### GIVEN PROBLEM
Locate the line containing "Task: the component shall indicate the bee's head" in the entries below, then retype it and every later line exactly, leaving out pictures.

····················

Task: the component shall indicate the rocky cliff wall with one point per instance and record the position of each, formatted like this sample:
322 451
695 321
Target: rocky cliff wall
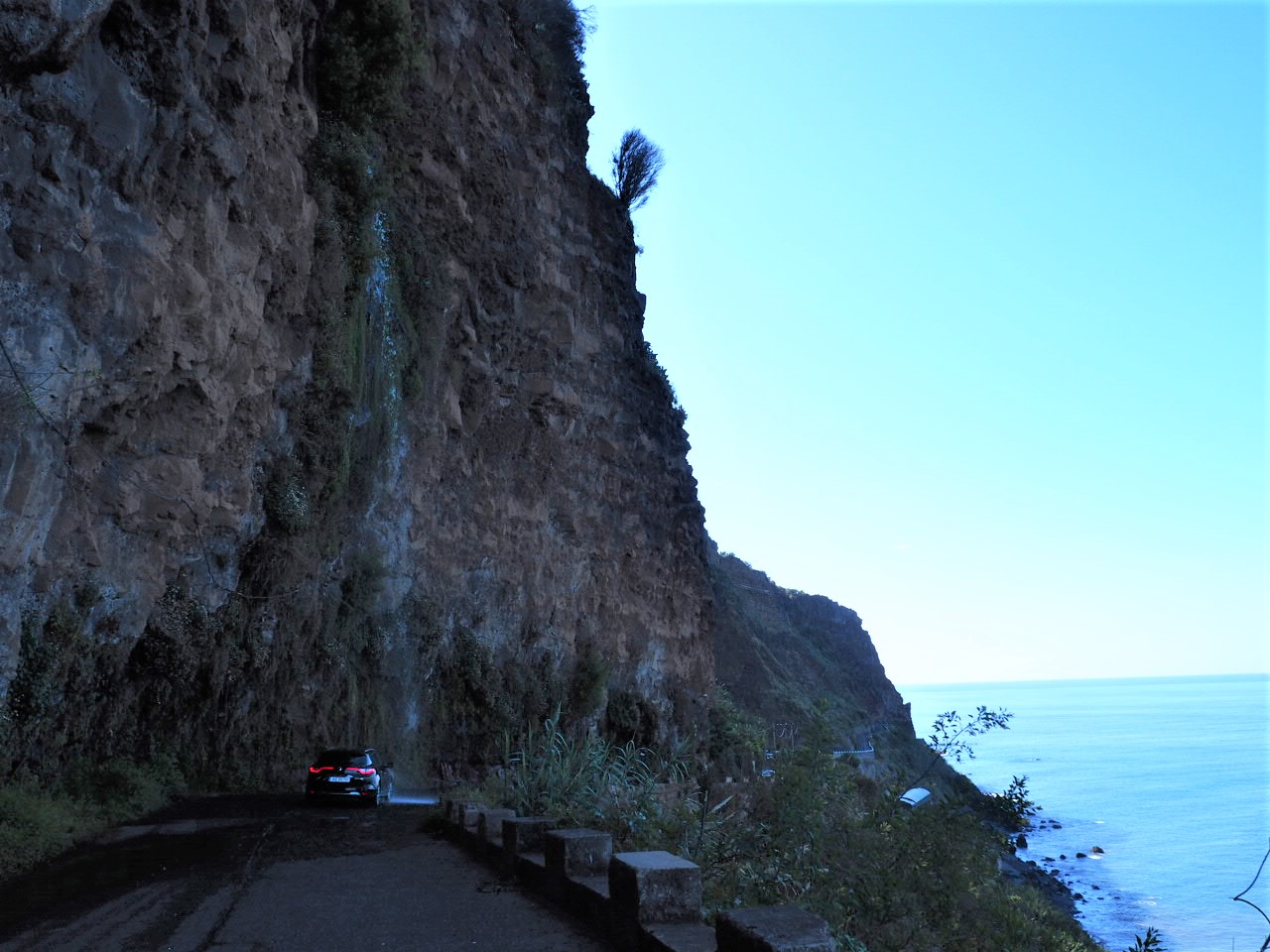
320 428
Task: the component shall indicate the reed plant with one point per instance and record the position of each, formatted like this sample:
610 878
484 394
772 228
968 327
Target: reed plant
639 794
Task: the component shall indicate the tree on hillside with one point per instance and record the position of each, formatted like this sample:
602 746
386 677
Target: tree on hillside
636 164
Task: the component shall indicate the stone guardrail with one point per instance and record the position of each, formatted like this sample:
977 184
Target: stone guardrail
642 901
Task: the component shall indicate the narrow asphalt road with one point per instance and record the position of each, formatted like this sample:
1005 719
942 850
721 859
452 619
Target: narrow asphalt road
272 875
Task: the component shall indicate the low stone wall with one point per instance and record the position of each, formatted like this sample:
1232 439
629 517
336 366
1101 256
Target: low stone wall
642 901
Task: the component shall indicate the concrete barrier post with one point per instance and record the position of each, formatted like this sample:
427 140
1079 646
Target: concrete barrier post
654 888
772 929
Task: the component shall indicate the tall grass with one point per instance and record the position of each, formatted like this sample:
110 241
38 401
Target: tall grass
40 817
639 794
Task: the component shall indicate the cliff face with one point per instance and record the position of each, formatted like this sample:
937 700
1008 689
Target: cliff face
325 412
786 652
267 484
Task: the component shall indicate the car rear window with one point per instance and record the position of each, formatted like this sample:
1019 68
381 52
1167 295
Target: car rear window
343 758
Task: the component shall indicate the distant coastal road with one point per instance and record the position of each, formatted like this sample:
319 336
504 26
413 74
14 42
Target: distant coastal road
275 875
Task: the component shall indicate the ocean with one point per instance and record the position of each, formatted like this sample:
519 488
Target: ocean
1169 775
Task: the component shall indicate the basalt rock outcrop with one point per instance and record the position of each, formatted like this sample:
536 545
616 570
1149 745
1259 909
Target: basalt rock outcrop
325 412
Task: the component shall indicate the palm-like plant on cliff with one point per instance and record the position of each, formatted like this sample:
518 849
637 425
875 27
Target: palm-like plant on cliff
636 164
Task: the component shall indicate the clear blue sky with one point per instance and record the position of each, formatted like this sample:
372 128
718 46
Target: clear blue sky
966 307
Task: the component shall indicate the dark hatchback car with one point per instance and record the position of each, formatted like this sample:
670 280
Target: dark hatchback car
357 774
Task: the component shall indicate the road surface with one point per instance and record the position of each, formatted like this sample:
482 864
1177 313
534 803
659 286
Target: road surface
272 875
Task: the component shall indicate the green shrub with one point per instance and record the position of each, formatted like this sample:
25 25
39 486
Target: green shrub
42 817
365 54
588 780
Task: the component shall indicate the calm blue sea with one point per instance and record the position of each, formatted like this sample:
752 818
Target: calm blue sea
1169 775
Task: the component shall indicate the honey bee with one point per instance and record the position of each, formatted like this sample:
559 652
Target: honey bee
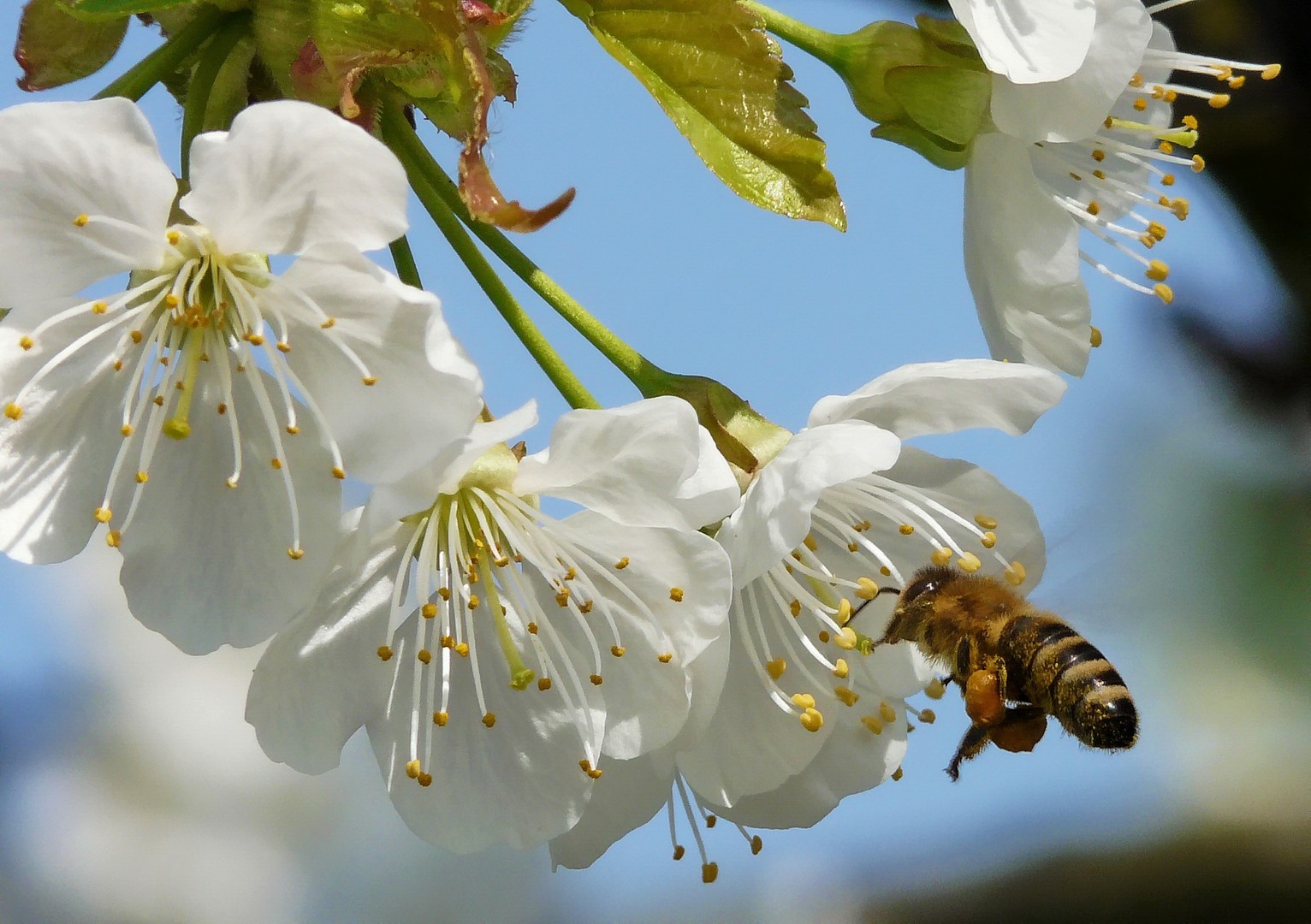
1015 665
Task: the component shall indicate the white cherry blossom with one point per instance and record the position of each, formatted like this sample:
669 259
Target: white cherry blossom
207 413
1089 159
497 654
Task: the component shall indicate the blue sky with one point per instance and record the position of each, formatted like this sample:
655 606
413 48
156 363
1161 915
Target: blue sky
786 312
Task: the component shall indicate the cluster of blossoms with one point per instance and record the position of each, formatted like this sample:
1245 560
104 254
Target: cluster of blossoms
675 603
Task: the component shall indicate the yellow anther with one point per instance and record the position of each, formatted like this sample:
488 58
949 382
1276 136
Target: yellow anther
812 720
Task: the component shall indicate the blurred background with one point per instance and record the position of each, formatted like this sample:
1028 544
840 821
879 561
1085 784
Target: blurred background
1173 483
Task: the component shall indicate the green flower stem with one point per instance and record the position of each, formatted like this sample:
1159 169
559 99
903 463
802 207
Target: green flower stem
404 258
610 345
822 44
165 59
408 147
201 86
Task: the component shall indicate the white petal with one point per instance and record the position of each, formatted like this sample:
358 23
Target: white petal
517 783
322 679
1029 42
750 746
648 702
205 564
627 796
775 512
851 761
944 397
1076 106
648 463
291 175
61 160
428 392
56 458
1022 258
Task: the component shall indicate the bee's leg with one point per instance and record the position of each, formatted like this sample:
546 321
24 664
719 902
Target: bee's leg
975 741
983 696
1022 729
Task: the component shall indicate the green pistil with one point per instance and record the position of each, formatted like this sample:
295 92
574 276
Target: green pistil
177 426
520 675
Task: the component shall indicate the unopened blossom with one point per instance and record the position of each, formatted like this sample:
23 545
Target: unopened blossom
840 515
495 653
207 414
1094 155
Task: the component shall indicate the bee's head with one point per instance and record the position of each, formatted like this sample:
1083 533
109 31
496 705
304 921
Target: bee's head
917 601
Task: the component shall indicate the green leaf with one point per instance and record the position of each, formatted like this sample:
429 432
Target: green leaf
720 79
121 7
56 49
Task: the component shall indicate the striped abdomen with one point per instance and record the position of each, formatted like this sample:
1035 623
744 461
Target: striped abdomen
1054 667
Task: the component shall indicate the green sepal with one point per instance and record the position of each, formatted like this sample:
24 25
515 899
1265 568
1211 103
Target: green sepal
56 47
722 83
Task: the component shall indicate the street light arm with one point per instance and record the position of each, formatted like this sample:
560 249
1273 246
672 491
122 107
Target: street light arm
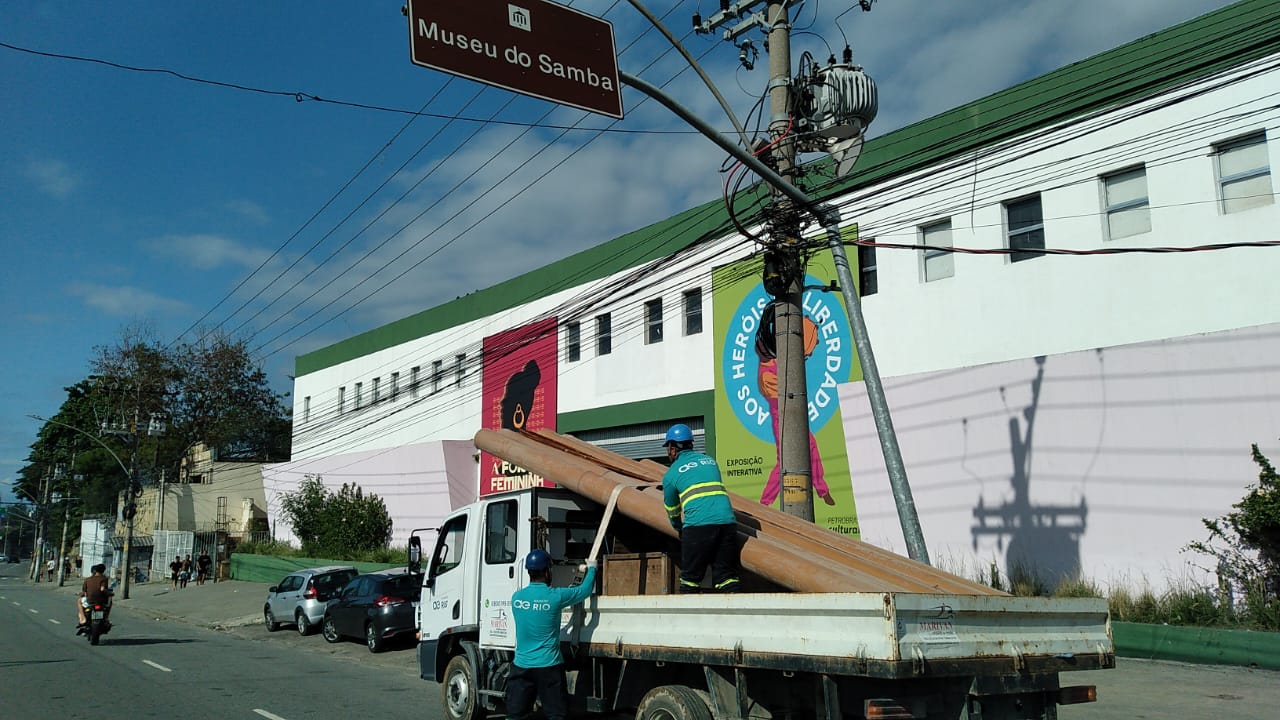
693 63
90 436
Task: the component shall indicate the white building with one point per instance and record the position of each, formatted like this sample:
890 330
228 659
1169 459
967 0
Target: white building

····················

### ANSWER TO THIS PROBLEM
Task: the component shall indicate the bee's head with one point per instance and record the position of each, formatted like this sample:
1083 533
109 31
496 705
304 921
Target: bee's head
917 601
Task: the component shall indicate the green leaf with one point per instance and record the position of each, formatted like this sample:
429 432
Target: green leaf
720 79
121 7
56 49
Task: the component shall indicate the striped abdomen with one point per instance and record the position of each, formatted like this sample:
1035 623
744 461
Target: striped abdomen
1054 667
Task: the component shall indicate the green sepal with one point per instance and record the position of each, formatted like this sample:
24 25
515 899
1265 568
1211 103
Target: green sepal
56 47
722 83
Task: the component shall indicate the street light arm with one point per instance and record the position of each, formatted like this sample:
560 249
1273 246
672 491
122 107
Target: street light arm
693 63
90 436
Task: the component shall indicate the white building with one point per instance and record the position of each, formatted like this sample:
890 330
228 659
1169 459
967 0
Target: white building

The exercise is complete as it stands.